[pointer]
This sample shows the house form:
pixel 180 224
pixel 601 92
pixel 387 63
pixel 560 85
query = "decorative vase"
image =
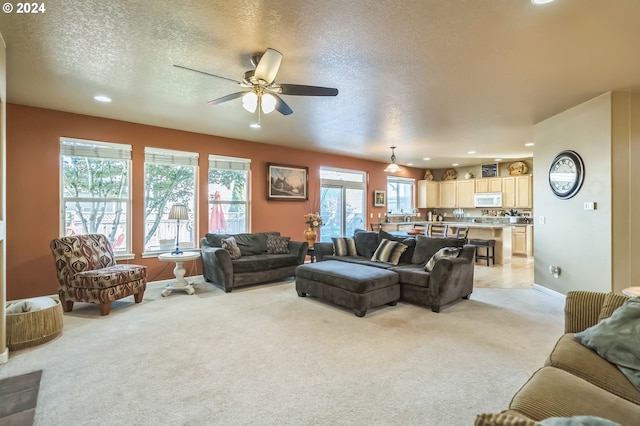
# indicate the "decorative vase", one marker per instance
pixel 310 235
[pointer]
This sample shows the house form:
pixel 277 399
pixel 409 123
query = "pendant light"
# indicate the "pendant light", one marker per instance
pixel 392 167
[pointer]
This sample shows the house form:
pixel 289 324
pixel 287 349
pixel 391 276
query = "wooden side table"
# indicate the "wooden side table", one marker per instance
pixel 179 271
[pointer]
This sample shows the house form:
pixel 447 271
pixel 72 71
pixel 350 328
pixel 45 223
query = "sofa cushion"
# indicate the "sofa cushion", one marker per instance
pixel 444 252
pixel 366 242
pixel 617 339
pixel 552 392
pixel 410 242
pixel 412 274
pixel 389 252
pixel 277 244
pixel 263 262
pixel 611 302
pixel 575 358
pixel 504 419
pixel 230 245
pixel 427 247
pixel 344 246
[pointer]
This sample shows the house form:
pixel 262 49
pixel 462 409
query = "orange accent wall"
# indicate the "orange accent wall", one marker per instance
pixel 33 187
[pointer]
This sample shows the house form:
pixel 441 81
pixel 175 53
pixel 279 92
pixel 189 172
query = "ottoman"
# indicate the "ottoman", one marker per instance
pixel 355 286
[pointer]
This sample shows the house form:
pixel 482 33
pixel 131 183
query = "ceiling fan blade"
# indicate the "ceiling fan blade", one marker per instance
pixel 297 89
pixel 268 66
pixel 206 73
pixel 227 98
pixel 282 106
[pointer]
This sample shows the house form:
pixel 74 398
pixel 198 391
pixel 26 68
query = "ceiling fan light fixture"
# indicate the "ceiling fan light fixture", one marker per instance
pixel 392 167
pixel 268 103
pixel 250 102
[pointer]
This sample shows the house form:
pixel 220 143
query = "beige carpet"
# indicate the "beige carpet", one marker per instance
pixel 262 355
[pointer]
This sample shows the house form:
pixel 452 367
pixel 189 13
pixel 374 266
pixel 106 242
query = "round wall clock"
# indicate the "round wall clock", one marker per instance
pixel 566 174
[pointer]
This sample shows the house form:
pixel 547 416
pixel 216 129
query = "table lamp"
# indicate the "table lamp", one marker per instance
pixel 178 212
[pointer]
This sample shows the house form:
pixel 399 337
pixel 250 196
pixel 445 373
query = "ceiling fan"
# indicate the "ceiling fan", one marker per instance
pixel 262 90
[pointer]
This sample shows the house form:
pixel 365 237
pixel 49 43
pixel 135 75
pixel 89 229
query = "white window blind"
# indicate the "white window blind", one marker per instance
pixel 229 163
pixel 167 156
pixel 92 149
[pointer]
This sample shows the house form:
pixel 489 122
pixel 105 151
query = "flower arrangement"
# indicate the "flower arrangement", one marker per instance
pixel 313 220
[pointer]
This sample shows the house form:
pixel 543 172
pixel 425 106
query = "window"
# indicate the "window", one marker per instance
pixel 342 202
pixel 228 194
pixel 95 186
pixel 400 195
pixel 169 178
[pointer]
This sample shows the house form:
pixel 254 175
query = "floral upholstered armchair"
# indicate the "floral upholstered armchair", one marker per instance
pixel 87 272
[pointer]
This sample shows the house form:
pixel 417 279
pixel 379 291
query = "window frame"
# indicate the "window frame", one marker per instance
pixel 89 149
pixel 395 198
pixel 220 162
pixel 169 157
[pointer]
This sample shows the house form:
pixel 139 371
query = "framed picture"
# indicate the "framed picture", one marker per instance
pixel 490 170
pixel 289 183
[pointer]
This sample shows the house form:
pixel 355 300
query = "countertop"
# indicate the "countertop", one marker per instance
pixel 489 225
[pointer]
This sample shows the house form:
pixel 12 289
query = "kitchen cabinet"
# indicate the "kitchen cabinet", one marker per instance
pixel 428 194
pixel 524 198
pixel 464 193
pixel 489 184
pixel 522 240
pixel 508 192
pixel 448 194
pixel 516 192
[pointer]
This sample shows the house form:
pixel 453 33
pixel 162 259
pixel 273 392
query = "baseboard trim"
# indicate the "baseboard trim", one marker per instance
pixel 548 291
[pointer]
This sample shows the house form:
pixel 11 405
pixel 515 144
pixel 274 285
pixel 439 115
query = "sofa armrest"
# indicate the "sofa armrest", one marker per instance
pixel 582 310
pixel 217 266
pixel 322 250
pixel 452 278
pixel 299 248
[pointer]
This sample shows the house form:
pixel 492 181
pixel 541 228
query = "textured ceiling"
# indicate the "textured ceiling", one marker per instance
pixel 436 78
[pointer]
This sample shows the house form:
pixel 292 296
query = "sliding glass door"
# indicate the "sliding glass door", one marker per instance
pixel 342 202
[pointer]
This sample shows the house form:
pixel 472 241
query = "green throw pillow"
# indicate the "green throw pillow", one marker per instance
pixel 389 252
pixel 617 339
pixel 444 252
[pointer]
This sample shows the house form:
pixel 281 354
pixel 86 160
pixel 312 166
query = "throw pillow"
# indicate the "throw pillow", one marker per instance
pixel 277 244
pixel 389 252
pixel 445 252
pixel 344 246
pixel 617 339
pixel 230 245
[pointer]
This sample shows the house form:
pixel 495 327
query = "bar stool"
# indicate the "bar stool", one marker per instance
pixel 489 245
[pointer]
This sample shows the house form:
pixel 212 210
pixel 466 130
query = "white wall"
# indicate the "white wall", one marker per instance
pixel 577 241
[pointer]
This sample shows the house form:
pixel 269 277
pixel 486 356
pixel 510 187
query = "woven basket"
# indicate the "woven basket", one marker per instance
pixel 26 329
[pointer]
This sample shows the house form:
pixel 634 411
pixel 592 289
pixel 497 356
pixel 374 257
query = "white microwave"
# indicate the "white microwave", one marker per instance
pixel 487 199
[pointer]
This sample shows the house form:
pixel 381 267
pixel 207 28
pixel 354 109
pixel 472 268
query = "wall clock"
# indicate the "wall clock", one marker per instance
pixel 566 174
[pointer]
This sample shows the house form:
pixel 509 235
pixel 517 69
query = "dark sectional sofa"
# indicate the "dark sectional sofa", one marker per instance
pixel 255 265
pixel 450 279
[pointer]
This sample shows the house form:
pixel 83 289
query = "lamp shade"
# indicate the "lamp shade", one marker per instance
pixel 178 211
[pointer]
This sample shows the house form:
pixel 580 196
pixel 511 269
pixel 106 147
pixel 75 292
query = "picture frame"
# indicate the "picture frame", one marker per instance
******************************
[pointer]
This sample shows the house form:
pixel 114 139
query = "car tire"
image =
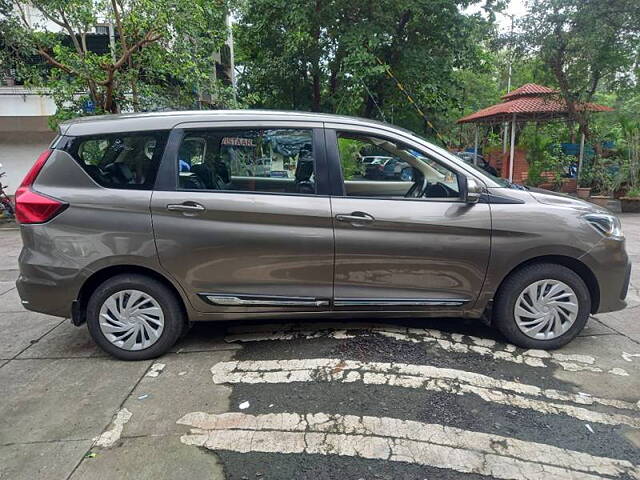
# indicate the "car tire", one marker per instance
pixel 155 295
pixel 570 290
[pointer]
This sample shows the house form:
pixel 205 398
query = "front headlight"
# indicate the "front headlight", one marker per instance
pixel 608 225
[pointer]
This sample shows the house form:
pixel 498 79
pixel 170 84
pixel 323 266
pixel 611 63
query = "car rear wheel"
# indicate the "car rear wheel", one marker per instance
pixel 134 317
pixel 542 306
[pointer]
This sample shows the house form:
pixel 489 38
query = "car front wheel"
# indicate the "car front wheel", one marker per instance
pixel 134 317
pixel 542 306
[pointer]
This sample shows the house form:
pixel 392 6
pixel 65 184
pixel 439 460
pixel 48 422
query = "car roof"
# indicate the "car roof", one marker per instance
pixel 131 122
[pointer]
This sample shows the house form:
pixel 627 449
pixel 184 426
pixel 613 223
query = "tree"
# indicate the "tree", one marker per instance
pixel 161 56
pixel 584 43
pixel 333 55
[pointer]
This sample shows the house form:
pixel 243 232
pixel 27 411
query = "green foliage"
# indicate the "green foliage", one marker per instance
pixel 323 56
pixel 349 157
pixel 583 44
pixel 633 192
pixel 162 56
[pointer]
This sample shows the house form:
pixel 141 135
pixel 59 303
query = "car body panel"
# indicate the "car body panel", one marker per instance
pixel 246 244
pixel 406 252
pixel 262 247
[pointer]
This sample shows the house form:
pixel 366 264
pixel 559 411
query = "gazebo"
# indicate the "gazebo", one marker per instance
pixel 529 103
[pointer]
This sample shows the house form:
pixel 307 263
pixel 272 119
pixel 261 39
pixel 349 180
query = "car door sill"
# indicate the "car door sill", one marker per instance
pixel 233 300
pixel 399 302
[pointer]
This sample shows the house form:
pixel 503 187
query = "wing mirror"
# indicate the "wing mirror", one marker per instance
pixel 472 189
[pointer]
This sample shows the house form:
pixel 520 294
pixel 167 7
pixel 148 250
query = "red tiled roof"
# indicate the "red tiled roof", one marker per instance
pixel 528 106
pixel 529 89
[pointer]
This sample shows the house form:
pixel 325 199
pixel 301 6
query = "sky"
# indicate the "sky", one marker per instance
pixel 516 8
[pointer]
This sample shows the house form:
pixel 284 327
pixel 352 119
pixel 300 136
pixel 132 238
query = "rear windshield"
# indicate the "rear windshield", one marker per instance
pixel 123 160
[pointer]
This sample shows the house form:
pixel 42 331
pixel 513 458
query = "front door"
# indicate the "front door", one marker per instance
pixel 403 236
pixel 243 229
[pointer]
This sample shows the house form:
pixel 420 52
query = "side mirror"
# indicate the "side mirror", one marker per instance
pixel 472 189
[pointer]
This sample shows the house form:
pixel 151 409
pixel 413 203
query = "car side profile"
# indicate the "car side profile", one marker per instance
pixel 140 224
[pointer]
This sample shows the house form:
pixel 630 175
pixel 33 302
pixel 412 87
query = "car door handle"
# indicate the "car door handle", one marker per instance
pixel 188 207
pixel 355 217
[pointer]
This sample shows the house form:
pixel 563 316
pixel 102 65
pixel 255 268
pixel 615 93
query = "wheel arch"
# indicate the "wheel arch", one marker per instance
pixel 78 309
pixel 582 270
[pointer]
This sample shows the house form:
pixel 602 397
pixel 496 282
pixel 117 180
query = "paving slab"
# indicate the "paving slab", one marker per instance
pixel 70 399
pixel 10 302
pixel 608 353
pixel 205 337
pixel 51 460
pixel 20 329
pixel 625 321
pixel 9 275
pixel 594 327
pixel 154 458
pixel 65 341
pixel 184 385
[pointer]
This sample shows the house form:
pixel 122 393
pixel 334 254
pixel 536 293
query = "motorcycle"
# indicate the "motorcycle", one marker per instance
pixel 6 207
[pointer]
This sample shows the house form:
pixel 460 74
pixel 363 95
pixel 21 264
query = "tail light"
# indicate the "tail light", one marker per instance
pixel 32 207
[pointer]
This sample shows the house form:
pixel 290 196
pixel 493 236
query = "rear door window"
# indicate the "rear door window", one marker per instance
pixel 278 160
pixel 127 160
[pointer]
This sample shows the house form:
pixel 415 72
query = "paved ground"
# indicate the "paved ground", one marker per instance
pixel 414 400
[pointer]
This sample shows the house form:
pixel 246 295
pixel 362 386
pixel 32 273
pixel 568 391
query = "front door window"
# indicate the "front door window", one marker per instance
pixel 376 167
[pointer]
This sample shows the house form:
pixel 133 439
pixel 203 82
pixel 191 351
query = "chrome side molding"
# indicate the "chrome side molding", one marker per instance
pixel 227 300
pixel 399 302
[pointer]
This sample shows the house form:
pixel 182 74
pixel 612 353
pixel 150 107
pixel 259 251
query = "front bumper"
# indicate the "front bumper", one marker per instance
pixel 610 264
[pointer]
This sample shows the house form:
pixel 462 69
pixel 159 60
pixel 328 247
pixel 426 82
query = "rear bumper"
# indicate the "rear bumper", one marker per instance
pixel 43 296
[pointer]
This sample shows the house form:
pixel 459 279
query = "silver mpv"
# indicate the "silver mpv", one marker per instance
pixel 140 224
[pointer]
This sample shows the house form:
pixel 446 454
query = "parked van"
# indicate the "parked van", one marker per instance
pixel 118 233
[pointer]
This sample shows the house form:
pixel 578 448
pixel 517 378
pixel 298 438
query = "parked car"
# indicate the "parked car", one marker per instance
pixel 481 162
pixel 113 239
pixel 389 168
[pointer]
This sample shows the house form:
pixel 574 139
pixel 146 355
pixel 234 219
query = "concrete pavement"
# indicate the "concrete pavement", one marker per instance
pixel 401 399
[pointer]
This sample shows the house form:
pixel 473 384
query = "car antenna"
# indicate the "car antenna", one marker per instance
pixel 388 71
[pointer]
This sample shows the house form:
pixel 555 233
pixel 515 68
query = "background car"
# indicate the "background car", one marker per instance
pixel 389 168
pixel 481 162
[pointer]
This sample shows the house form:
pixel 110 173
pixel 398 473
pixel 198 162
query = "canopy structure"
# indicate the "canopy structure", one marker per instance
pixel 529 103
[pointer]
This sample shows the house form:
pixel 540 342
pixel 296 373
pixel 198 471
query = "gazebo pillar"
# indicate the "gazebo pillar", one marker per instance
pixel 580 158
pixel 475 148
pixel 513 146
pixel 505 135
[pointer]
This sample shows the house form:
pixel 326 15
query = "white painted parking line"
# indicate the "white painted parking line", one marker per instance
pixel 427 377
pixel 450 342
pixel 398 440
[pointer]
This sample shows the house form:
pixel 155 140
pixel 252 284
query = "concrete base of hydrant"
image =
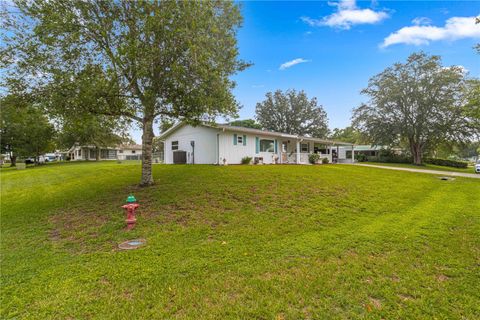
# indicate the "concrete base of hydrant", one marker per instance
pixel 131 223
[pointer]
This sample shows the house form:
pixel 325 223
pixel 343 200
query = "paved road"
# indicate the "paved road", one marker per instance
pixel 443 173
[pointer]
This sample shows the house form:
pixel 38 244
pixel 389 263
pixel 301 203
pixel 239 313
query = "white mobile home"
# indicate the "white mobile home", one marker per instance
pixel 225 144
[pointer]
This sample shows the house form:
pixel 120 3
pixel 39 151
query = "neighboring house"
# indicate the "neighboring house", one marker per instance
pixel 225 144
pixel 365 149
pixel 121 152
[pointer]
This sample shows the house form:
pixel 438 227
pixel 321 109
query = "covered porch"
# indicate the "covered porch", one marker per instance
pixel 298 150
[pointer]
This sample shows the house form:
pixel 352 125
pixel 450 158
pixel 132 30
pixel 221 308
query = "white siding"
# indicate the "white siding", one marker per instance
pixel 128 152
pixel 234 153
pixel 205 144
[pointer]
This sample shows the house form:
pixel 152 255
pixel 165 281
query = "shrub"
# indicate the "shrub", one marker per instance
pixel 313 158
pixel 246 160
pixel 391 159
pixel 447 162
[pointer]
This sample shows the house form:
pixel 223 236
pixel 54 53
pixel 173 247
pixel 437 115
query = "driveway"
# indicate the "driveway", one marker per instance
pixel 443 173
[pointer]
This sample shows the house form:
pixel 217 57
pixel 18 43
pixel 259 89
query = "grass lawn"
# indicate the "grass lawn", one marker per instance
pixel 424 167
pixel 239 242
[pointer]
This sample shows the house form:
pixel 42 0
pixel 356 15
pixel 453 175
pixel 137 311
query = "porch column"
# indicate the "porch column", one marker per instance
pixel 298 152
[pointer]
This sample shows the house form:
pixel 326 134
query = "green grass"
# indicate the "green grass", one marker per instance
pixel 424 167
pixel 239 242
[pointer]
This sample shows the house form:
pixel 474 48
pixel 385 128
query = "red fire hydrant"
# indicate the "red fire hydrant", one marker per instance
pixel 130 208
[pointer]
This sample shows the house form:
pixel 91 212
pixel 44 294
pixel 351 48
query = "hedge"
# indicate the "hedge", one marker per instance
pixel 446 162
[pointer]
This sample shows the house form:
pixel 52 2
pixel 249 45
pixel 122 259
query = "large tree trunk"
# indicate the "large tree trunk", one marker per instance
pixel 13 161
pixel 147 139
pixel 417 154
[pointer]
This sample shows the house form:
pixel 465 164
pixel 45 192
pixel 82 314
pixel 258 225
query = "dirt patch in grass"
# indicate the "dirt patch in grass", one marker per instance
******************************
**AIM OF THE TASK**
Gather every line of the records above that contains the string "wall", and treat uppercase and lowercase as different.

**TASK OUTPUT**
query = "orange accent wall"
# indicate the "orange accent wall", one marker per instance
query = "round wall clock"
# indicate the "round wall clock", one marker per instance
query = "white wall"
# indicate the "white wall", one marker per instance
query = "wall clock"
# indicate the "wall clock", one marker per instance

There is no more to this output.